* begin Data extract *
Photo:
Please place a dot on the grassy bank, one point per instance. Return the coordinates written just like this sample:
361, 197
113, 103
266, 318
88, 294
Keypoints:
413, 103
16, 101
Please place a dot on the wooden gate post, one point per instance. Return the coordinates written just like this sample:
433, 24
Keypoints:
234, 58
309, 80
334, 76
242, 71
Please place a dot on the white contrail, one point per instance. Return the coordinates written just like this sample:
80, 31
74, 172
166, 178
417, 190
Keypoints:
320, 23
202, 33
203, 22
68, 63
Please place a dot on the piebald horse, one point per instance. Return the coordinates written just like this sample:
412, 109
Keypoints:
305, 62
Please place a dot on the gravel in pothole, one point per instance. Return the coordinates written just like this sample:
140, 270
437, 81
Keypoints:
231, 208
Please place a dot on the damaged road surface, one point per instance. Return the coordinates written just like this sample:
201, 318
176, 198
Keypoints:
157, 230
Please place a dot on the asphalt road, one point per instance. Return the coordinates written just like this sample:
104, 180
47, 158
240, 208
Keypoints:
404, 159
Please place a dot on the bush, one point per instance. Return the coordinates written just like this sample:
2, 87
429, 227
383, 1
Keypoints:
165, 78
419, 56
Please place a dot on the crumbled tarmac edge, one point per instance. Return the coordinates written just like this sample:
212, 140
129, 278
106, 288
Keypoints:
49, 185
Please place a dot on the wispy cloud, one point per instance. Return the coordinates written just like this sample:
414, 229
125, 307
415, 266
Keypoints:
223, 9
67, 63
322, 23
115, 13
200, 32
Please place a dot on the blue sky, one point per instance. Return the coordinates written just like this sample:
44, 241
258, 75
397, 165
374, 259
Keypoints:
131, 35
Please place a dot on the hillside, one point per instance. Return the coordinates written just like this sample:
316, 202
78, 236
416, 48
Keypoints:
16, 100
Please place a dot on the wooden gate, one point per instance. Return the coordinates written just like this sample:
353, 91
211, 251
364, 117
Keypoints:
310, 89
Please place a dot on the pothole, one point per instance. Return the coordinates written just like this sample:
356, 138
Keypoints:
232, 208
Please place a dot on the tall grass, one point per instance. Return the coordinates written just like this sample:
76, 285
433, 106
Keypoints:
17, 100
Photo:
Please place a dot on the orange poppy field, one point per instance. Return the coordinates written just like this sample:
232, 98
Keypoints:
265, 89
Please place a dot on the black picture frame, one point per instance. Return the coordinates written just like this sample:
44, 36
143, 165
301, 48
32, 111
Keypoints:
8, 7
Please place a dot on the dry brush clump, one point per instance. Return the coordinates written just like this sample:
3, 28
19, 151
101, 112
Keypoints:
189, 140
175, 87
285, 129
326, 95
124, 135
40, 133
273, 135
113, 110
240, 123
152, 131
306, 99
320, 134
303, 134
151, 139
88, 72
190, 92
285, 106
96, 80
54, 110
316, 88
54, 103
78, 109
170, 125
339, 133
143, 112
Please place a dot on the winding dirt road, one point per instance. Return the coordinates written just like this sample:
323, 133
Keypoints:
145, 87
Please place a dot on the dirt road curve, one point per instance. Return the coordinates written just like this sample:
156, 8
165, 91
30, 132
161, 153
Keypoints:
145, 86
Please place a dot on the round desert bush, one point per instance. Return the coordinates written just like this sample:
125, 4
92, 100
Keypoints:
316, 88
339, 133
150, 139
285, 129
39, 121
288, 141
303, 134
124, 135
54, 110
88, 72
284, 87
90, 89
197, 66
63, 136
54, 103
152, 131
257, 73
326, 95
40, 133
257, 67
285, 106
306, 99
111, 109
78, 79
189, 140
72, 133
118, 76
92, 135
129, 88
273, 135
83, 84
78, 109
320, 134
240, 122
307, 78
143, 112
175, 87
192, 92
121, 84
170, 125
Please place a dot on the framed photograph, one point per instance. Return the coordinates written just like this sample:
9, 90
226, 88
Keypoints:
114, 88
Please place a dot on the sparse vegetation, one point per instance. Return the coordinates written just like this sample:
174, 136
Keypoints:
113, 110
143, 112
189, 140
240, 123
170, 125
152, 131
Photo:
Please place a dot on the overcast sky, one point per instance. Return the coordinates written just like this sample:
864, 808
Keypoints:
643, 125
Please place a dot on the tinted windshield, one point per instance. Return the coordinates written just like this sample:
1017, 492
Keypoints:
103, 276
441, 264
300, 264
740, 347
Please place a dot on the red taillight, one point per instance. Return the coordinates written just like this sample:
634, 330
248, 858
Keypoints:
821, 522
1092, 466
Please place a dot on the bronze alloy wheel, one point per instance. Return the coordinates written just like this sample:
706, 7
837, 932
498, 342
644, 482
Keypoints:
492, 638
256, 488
* end Data extract *
Output every line of the rows above as a JSON list of strings, one string per line, leaving out blank lines.

Task response:
[
  "Photo:",
  "Please place a dot on the grassy bank, one point per instance. Return the coordinates written just like this sample:",
  "361, 197",
  "113, 103",
  "266, 318",
  "88, 294",
  "Keypoints:",
  "413, 103",
  "16, 101",
  "Please place a dot on the wooden gate post, one point per instance. Return the coordinates written just like this sample:",
  "433, 24",
  "Keypoints:",
  "234, 58",
  "309, 80",
  "334, 76",
  "242, 71",
  "Please place a dot on the white contrail, one point per instance. Return the coordinates written just like this sample:",
  "80, 31",
  "74, 172",
  "166, 178",
  "417, 190",
  "Keypoints:",
  "320, 23",
  "202, 33",
  "203, 22",
  "68, 63",
  "Please place a dot on the piebald horse, one point per instance. Return the coordinates written just like this sample:",
  "412, 109",
  "Keypoints:",
  "305, 62",
  "Please place a dot on the gravel in pothole, one point per instance. Return the coordinates written just like this sample:",
  "140, 270",
  "437, 81",
  "Keypoints:",
  "231, 208",
  "Please place a dot on the damaged road surface, one point per instance. Return the coordinates written just like this sample:",
  "201, 318",
  "176, 198",
  "Keypoints:",
  "157, 230",
  "Please place a dot on the asphalt road, one point per instance. Return the coordinates written just like this sample:",
  "104, 180",
  "47, 158",
  "240, 208",
  "Keypoints:",
  "404, 159",
  "Please place a dot on the bush, one point per instance. Return the coordinates written just like this sample:",
  "2, 87",
  "429, 227",
  "383, 1",
  "Keypoints:",
  "165, 78",
  "419, 56",
  "Please place a dot on the crumbled tarmac edge, one point per instance. Return the coordinates written just like this sample:",
  "212, 140",
  "129, 278",
  "106, 288",
  "Keypoints:",
  "49, 185",
  "Please place a dot on the wispy cloud, one point per instance. Return the coordinates written just like this sample:",
  "414, 229",
  "125, 307",
  "415, 266",
  "Keypoints:",
  "223, 9",
  "67, 63",
  "322, 23",
  "115, 13",
  "200, 32",
  "Please place a dot on the blue sky, one point per instance. Return the coordinates written just like this sample:",
  "44, 241",
  "258, 75",
  "397, 165",
  "374, 259",
  "Keypoints:",
  "131, 35",
  "Please place a dot on the hillside, one point per instance. Return the coordinates written just like this sample:",
  "316, 202",
  "78, 236",
  "416, 48",
  "Keypoints:",
  "16, 100",
  "Please place a dot on the wooden gate, one point per instance. Return the coordinates written just like this sample:",
  "353, 91",
  "211, 251",
  "364, 117",
  "Keypoints:",
  "310, 89",
  "Please place a dot on the pothole, one point per instance. Return the coordinates written just like this sample:",
  "356, 138",
  "Keypoints:",
  "232, 208",
  "Please place a dot on the tall grass, one point per instance. Return the coordinates written just like this sample:",
  "76, 285",
  "433, 106",
  "Keypoints:",
  "17, 100",
  "Photo:",
  "Please place a dot on the orange poppy field, one point per instance. Return the coordinates written just like this sample:",
  "232, 98",
  "Keypoints:",
  "265, 89",
  "Please place a dot on the black picture frame, one point per instance. Return the coordinates written just like this sample:",
  "44, 36",
  "143, 165",
  "301, 48",
  "32, 111",
  "Keypoints:",
  "8, 7",
  "Please place a dot on the dry brush clump, one point per instance. Return the coordinates written just like this sample:",
  "3, 28",
  "19, 151",
  "101, 112",
  "Keypoints:",
  "189, 140",
  "175, 87",
  "285, 129",
  "326, 95",
  "124, 135",
  "40, 133",
  "273, 135",
  "113, 110",
  "240, 123",
  "152, 131",
  "306, 99",
  "320, 134",
  "303, 134",
  "151, 139",
  "88, 72",
  "190, 92",
  "285, 106",
  "96, 80",
  "54, 110",
  "316, 88",
  "54, 103",
  "78, 109",
  "170, 125",
  "339, 133",
  "143, 112",
  "Please place a dot on the winding dirt road, one point per instance. Return the coordinates written just like this sample:",
  "323, 133",
  "Keypoints:",
  "145, 87",
  "Please place a dot on the dirt road curve, one point per instance. Return the coordinates written just like this sample:",
  "156, 8",
  "165, 91",
  "30, 132",
  "161, 153",
  "Keypoints:",
  "145, 86",
  "Please place a dot on the round desert bush, one point per instance. Return the coordinates written just like this sample:",
  "125, 4",
  "92, 100",
  "Keypoints:",
  "316, 88",
  "339, 133",
  "150, 139",
  "285, 129",
  "39, 121",
  "288, 141",
  "303, 134",
  "124, 135",
  "54, 110",
  "88, 72",
  "284, 87",
  "90, 89",
  "197, 66",
  "63, 136",
  "54, 103",
  "152, 131",
  "257, 73",
  "326, 95",
  "40, 133",
  "257, 67",
  "285, 106",
  "306, 99",
  "111, 109",
  "78, 79",
  "189, 140",
  "72, 133",
  "118, 76",
  "92, 135",
  "129, 88",
  "273, 135",
  "83, 84",
  "78, 109",
  "320, 134",
  "240, 122",
  "307, 78",
  "143, 112",
  "175, 87",
  "192, 92",
  "121, 84",
  "170, 125",
  "Please place a dot on the framed photograph, one point per instance. Return the coordinates written just like this sample:",
  "9, 90",
  "226, 88",
  "Keypoints:",
  "114, 88",
  "Please place a dot on the sparse vegetation, one point per instance. Return the coordinates written just like this sample:",
  "174, 136",
  "Keypoints:",
  "113, 110",
  "143, 112",
  "189, 140",
  "240, 123",
  "170, 125",
  "152, 131",
  "Photo:",
  "Please place a dot on the overcast sky, one point per instance. Return the coordinates written just like this sample:",
  "864, 808",
  "Keypoints:",
  "643, 125",
  "Please place a dot on the tinted windshield, one point per instance. Return the coordinates written just like this sample:",
  "1017, 492",
  "Keypoints:",
  "103, 276",
  "441, 264",
  "300, 264",
  "740, 347",
  "Please place a dot on the red taillight, one point per instance. Return the coordinates written just like this sample:",
  "634, 330",
  "248, 858",
  "Keypoints:",
  "821, 522",
  "1092, 466",
  "Please place a dot on the bronze alloy wheel, one point per instance. Return the coordinates written just like this sample:",
  "706, 7",
  "837, 932",
  "498, 342",
  "644, 482",
  "Keypoints:",
  "492, 638",
  "256, 488"
]